--- Start ---

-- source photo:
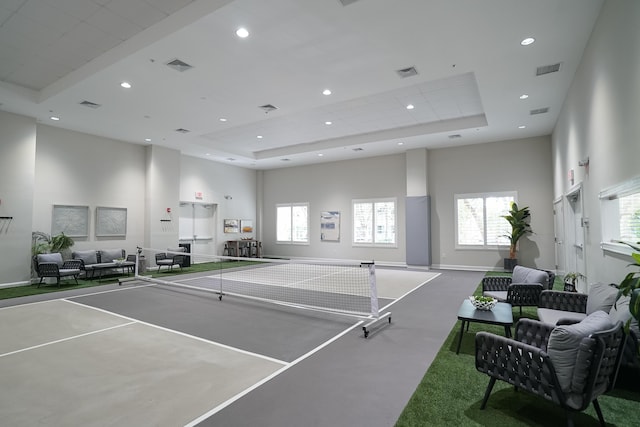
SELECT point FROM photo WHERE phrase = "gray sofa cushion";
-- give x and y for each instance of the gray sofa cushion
(601, 297)
(564, 346)
(529, 275)
(108, 255)
(551, 316)
(88, 257)
(55, 257)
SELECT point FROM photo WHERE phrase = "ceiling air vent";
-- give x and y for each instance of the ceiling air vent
(546, 69)
(90, 104)
(539, 111)
(407, 72)
(267, 108)
(178, 65)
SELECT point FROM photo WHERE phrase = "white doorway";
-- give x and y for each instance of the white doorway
(197, 228)
(558, 218)
(574, 232)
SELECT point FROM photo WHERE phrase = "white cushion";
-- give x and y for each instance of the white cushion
(564, 345)
(601, 297)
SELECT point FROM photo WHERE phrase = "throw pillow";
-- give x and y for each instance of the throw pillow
(88, 257)
(601, 297)
(108, 255)
(564, 345)
(529, 275)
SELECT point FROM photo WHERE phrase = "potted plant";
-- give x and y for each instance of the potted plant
(630, 286)
(571, 280)
(518, 218)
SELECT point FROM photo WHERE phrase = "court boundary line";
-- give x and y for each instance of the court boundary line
(395, 300)
(268, 378)
(184, 334)
(33, 347)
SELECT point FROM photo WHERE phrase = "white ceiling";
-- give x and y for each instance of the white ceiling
(55, 54)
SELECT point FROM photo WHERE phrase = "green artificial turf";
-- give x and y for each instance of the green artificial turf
(68, 284)
(452, 389)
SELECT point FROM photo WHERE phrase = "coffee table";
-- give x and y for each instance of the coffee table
(501, 315)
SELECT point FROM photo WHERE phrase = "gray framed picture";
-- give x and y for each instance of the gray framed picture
(330, 226)
(111, 222)
(70, 220)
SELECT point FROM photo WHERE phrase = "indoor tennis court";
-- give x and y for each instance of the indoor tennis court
(154, 354)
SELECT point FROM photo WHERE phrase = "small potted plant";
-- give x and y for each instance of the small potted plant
(518, 218)
(571, 280)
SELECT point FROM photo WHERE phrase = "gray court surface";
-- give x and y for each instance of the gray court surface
(139, 355)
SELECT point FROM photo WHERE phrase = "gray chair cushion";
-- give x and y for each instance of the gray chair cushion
(55, 257)
(88, 257)
(601, 297)
(564, 345)
(529, 275)
(108, 255)
(620, 310)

--- End ---

Keep the pictures out of your copy, and repeat every entry above exactly.

[SOLUTION TO THE EXERCISE]
-- source photo:
SELECT point FROM photo WHERE phrase = "gray sofa cushion";
-- give x and y for each instance of the gray sofa cushion
(601, 297)
(564, 346)
(529, 275)
(108, 255)
(551, 316)
(88, 257)
(55, 257)
SELECT point FROM photo WHERE phrase = "ceiling air vent";
-- give x and y for each instance of the ceiling air vent
(546, 69)
(90, 104)
(539, 111)
(407, 72)
(267, 108)
(178, 65)
SELECT point FROM photo WHERE phrase = "white doorway";
-- give x and y for each instance of the white doorway
(197, 228)
(558, 218)
(574, 232)
SELECT point FROM photo WHERE phrase = "white cushion";
-- give x and y for each instance of the white cushion
(564, 345)
(601, 297)
SELECT point FROM photo WHERE phrase = "throw pillow";
-- give x and y for each instance of the throw pillow
(88, 257)
(601, 297)
(108, 255)
(564, 345)
(529, 275)
SELECT point FROM photo WHERE phrase = "potted plant";
-- give x and y for each instance of the potted plant
(630, 286)
(571, 280)
(518, 218)
SELECT point FROM photo WHERE phrase = "court boundary line";
-- give x and y for each instance of the court boundary line
(395, 300)
(268, 378)
(184, 334)
(33, 347)
SELECT point FROM photo WHERE phrase = "white ceiling";
-- give x and y for each instance of the white ceiling
(55, 54)
SELECT point FROM photo WHERE phrase = "green artificial turf";
-- give x and y for each instance of the green artificial turf
(68, 284)
(452, 389)
SELECT point FROM photo WHERE phrase = "coffee table";
-- give x and y for each instance of the coffee table
(501, 315)
SELECT point FROM photo WHERE phrase = "gray framed picture";
-- give x and y for each instance of the gray framed picture
(330, 226)
(111, 222)
(70, 220)
SELECT point FROM photo WHERE phrase = "indoor tennis court";
-- give x and y for each instance of the indoor tennis court
(154, 354)
SELECT point FROM photo WHERE phrase = "small potted plant";
-- give x and y for each instance of the small potted plant
(518, 218)
(571, 280)
SELECT point FROM photo WHERE phrase = "gray court surface";
-- give x and y for each instance of the gray court surface
(139, 355)
SELECT point FROM photo WHERE phrase = "gray chair cushion";
-- give x and y for each instance of the gray chair cushion
(55, 257)
(88, 257)
(601, 297)
(564, 345)
(529, 275)
(108, 255)
(620, 310)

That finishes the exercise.